Copy out every one of the entries below word for word.

Records of labeled points:
════════════════════
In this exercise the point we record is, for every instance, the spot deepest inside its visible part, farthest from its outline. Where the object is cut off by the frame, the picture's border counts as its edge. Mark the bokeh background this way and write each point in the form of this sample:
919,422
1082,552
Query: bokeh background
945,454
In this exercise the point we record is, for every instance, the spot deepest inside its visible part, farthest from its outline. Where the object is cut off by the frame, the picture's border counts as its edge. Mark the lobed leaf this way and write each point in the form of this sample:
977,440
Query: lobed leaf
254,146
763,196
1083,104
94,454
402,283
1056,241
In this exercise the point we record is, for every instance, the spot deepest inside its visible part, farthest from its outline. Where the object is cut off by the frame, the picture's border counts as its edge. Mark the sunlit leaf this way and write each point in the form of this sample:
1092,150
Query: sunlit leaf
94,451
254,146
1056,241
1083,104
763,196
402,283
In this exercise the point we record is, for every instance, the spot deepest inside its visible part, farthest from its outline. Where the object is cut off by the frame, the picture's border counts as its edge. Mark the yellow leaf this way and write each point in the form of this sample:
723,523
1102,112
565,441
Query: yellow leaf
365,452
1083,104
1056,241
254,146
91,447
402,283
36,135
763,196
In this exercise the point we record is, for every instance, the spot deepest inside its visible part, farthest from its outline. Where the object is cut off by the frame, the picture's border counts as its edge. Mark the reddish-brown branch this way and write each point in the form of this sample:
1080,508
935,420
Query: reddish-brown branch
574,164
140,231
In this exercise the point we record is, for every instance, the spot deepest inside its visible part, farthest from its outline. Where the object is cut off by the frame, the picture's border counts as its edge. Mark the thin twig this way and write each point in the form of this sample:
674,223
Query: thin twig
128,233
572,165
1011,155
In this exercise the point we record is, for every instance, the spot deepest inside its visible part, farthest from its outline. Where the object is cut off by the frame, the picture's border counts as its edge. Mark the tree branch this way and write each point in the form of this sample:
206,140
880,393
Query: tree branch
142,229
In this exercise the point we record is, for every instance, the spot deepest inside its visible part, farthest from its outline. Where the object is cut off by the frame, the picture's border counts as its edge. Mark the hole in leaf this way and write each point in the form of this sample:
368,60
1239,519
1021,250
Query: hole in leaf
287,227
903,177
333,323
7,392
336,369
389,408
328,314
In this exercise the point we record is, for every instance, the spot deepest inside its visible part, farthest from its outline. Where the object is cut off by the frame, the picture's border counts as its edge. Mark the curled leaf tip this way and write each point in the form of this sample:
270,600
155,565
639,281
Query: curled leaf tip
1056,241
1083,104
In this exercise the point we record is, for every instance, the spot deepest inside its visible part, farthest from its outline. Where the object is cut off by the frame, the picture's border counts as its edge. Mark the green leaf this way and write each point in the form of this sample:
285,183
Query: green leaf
════════════════════
Result of this task |
In this exercise the point we record is, for every instance, the spot deepest inside its visible part, farthest from its outline. Where the object is cut off by the frame, the picture's border counts as its edge. Mark the bokeh background this way and write each point in the form of this sample:
919,422
1082,552
Query: bokeh background
945,454
In this exercise the point we record is, for every instance, the spot deepest inside its visible part, farthest from its outline. Where the object is cut off by the frame, the picture's border counts as its edge. Mark the lobed leaf this way and write each point in the form of this sample:
977,440
Query: lobed leaf
254,146
763,196
1083,104
94,454
402,283
1056,241
In this exercise the point we record is, for every instance, the spot deepest inside its visible part, farthest from its outline. Where the object is cut off by the frame, the picture's border counts as its edge. Mark the sunlit leaf this way and write each point in the form of this sample:
1092,150
Query: sunlit leaf
94,451
254,146
1056,241
1083,104
763,196
402,283
In this exercise the point we record is, for every instance, the spot deepest inside its visible part, farthest from its outline. Where the object is cut off by the frame, the picture's border counts as its edge. Mark the yellow leaf this way and write each point in the form of this sample:
723,523
1102,112
565,441
Query: yellow leaf
365,452
1083,104
1056,241
254,146
91,447
402,283
36,135
763,196
In this exercise the point we record is, for every instance, the spot deepest inside its visible part, farthest from its outline. Where the object is cut off by the frame, the picture's border counts as its edge. Mark the reddish-brown branch this way and write each point in the form of this sample:
1080,508
935,420
Query: reddish-brown branch
574,164
140,231
In this exercise the point we record is, for every instance, the spot deepest inside its visible part, farthest from its outline. Where the object is cut off by the frame, the picture's border counts as its edge. Mark the thin twig this way and write each point in the form of this sample:
674,223
Query: thin twig
128,233
572,165
1011,155
In this exercise the point we record is, for every instance, the spot deepest inside its visible part, farthest from its outline. Where the object is cut off by the frame, the picture's border counts as its edge. Mark the tree branch this way and write each point in the form of this sample:
206,140
880,393
Query: tree branch
142,229
In this exercise the point we record is, for every instance, the spot deepest inside its visible part, farthest from its outline. Where the object is cut off by the frame, the picture's border counts as its edge. Mark the hole in leaf this way and write each point in the form of this sample:
368,60
1239,519
1021,250
Query: hole in leaf
287,227
903,177
333,323
7,392
336,369
389,408
328,314
In this exercise the point we record is, for every instance, the spot deepest inside its visible part, farthest from its outline. Where the object is cut off by the frame, the picture's border counts as its edge. Mark the curled leaf tip this way and write each point in the form of this sample:
270,600
155,565
639,281
Query: curled leaf tip
1056,241
1083,104
In this exercise the point we record is, for every instance, the spot deepest inside its visible part, farthest from its outline. Where the object is cut off by the frame, the picture's border counts as its edge. Mark the green leaf this way and write each point in the form of this sample:
285,183
Query: green leaf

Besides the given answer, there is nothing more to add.